Enunciado 1: Imprime sin cambios estas líneas del listado: empieza en la línea que contiene "dental family sign?" y termina en la que contiene "[250,0,438,144]", ambas incluidas.

Texto dado:

Siempre me ha hecho gracia la expresión del Capitán Haddock, el más íntimo compañero de aventuras de Tintín, posiblemente por la subyugación que sobre mi espíritu han producido, desde mi niñez, las tormentas con mucho ruido y mucho aparato eléctrico, con sus relámpagos refulgentes, sus rayos de trayectoria impredecible y sus truenos llenos de resonancias y ecos, en ocasiones, o de compactos, trágicos y secos estampidos en otras.
Los hombres antiguos pensaban que las tormentas, por su grandiosidad aterradora, eran cosa de los Dioses, ya de la laboriosidad de Thor en su mansión celestial de “Bilskirnir”, golpeando el yunque con su martillo “Mjolnir” y produciendo chispazos y gran ruido, o del enfado de Zeus lanzando sus atronadores truenos, rayos y relámpagos ---regalos de los Cíclopes Brontes (‘el que truena’), Estéropes (‘el que da el rayo’) y Arges (‘el que brilla’)--- contra la faz de la tierra, Gea, la primigenia Diosa, su antigua protectora...
Uno de los sonidos de la naturaleza que más me sobrecogen es el del principio de la tormenta, antes de que descargue su lluvia sobre nosotros, con sus truenos prolongados, roncos, que parecen permanecer en el ambiente más tiempo del imaginado; sobre todo al atardecer, cuando el sonido de la tormenta se acompaña por la luz de los relámpagos, que inunda el cielo con destellos luminosos entre las débiles luces del sol que, al tiempo que cae, se oscurece por efecto de las densas nubes.
En muchas ocasiones esas tormentas eléctricas no son solo ruido y luz, si no que vienen acompañadas de otras sensaciones placenteras, como el olor intenso del ozono, justo antes de que descargue la lluvia, o el fresco olor de la tierra mojada después de su paso, cuando renace el silencio, la paz, el sosiego...
La compensación de mi amor por el estruendo soberano de las tormentas, que de todo se enseñorea, está en mi amor por el silencio, amor al que se refiere Azorín en este pasaje de uno de sus ensayos:
“Cervantes, que tanto había andado por el mundo, amaba el silencio. Había vivido, en Valladolid, en un cuartito que se hallaba situado encima de una taberna ruidosa. Y mientras las voces resonaban en la soledad, turbando su sosiego, Miguel ansiaría cada vez más el silencio: el silencio sedante, el silencio dulce, el silencio que es compañero de los coloquios interiores del artista. Cuando Cervantes pinta en El Quijote la casa del caballero del verde gabán, recordad como hace notar que en ella reinaba el silencio. Recordad también como adjetiva ese silencio. Maravilloso silencio, escribe Miguel”

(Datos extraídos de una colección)
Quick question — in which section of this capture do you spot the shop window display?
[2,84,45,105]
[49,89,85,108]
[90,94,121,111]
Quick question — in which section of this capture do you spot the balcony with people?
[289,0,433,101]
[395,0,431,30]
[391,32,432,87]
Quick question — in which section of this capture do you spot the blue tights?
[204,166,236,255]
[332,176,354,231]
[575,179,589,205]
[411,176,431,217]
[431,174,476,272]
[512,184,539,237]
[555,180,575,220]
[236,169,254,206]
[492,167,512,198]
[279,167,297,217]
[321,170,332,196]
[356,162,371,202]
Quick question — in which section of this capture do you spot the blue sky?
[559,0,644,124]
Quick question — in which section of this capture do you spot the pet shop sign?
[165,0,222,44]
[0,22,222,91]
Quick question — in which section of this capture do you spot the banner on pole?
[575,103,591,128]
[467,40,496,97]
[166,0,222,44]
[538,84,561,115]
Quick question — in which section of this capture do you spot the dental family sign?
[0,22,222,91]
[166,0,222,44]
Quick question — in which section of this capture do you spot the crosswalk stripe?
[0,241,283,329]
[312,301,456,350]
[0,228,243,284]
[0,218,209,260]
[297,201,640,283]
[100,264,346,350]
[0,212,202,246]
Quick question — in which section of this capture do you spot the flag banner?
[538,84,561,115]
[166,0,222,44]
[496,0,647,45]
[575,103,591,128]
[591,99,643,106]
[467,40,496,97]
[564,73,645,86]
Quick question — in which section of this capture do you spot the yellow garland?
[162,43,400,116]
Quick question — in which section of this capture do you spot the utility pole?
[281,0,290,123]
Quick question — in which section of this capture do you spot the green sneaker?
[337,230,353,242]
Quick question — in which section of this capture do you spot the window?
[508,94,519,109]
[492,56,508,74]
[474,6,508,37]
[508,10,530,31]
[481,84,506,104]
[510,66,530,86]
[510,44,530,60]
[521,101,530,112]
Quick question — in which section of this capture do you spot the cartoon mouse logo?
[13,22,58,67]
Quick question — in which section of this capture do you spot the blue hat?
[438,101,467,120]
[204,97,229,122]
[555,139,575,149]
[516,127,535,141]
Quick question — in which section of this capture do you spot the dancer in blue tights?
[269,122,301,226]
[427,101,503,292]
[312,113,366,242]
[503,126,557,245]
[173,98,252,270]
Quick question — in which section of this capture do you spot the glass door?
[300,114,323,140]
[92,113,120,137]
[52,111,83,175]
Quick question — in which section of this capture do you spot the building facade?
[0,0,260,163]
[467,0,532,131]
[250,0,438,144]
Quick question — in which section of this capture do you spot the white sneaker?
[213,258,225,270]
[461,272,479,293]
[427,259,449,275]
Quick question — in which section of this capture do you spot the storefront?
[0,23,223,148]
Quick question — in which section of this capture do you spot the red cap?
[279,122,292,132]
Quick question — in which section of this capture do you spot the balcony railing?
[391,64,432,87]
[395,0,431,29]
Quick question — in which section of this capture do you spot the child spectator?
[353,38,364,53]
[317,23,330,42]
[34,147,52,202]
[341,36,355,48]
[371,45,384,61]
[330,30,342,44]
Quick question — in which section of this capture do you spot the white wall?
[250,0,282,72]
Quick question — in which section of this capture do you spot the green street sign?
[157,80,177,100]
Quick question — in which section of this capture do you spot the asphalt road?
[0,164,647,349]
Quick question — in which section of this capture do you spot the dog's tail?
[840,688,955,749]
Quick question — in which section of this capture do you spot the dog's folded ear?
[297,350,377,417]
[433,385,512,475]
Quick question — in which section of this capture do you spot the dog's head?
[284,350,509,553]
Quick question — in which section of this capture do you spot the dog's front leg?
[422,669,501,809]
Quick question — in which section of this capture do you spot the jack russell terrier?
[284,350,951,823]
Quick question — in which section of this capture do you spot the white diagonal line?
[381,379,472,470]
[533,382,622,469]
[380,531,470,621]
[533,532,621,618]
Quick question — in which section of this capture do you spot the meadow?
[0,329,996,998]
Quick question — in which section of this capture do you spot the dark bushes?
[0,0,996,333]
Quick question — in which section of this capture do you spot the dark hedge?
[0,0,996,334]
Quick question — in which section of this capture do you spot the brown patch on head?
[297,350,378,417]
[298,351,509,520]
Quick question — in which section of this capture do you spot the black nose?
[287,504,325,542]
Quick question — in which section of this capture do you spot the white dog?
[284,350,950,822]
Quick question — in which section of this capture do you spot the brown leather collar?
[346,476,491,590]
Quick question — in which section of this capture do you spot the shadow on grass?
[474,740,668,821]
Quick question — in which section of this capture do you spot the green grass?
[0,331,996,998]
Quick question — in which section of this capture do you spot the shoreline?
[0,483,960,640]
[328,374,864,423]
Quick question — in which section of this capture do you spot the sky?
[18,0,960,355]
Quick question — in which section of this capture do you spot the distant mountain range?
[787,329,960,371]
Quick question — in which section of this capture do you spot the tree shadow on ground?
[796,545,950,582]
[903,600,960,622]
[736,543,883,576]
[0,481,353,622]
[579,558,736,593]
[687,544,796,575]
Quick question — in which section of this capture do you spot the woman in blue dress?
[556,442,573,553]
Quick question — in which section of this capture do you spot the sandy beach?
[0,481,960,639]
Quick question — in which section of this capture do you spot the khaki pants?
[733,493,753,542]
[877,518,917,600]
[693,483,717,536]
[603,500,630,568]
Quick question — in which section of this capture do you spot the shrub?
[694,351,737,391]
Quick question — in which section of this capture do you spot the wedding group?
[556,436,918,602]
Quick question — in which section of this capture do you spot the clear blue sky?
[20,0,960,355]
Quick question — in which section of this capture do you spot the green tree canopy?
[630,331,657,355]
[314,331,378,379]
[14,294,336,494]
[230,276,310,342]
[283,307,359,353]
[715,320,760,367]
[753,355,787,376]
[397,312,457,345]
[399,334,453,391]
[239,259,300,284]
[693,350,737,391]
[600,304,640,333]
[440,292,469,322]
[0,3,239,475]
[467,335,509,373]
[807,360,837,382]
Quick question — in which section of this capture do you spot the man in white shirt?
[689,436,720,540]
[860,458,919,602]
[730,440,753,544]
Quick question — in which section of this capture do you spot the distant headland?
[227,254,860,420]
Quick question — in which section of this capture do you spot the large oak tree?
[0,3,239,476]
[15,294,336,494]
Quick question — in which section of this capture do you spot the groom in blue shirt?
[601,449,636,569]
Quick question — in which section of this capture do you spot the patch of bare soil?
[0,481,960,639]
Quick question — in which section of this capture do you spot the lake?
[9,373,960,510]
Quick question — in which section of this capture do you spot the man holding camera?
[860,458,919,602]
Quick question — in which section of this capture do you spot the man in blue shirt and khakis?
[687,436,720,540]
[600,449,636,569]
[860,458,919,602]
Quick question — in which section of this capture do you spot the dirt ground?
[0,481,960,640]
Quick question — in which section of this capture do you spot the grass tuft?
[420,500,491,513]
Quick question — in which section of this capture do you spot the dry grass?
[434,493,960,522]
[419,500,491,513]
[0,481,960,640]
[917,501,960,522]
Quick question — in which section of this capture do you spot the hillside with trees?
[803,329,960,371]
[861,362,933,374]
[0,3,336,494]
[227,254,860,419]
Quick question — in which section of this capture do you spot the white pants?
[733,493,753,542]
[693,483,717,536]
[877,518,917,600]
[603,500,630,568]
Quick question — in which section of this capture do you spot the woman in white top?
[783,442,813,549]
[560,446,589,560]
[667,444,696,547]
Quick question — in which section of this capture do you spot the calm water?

Enunciado 2: En el texto sobre las tormentas, ¿por qué los hombres antiguos pensaban que las tormentas eran cosa de los dioses? Responde en una a tres oraciones.

Solución 1:
Quick question — in which section of this capture do you spot the dental family sign?
[0,22,222,91]
[166,0,222,44]
Quick question — in which section of this capture do you spot the crosswalk stripe?
[0,241,283,329]
[312,301,456,350]
[0,228,243,284]
[0,218,209,260]
[297,201,640,283]
[100,264,346,350]
[0,212,202,246]
Quick question — in which section of this capture do you spot the flag banner?
[538,84,561,115]
[166,0,222,44]
[496,0,647,45]
[575,103,591,128]
[591,99,643,106]
[467,40,496,97]
[564,73,645,86]
Quick question — in which section of this capture do you spot the yellow garland?
[162,43,400,116]
Quick question — in which section of this capture do you spot the utility pole?
[281,0,290,123]
Quick question — in which section of this capture do you spot the green sneaker?
[337,230,353,242]
Quick question — in which section of this capture do you spot the window?
[508,94,519,109]
[492,56,508,74]
[474,6,508,37]
[508,10,530,31]
[481,84,506,104]
[510,66,530,86]
[510,44,530,60]
[521,101,530,112]
Quick question — in which section of this capture do you spot the cartoon mouse logo?
[13,22,58,67]
Quick question — in which section of this capture do you spot the blue hat?
[438,101,467,120]
[204,97,229,122]
[555,139,575,149]
[516,127,535,141]
Quick question — in which section of this capture do you spot the dancer in blue tights?
[269,122,301,226]
[427,101,503,292]
[312,113,366,242]
[503,126,557,245]
[173,98,252,270]
Quick question — in which section of this capture do you spot the glass door?
[300,114,323,140]
[92,113,120,137]
[52,111,83,175]
Quick question — in which section of this capture do you spot the building facade?
[0,0,260,163]
[467,0,532,131]
[250,0,438,144]

Solución 2: Lo pensaban por la grandiosidad aterradora de las tormentas. Las atribuían a la laboriosidad de Thor, que golpeaba el yunque con su martillo, o al enfado de Zeus, que lanzaba truenos, rayos y relámpagos contra la tierra.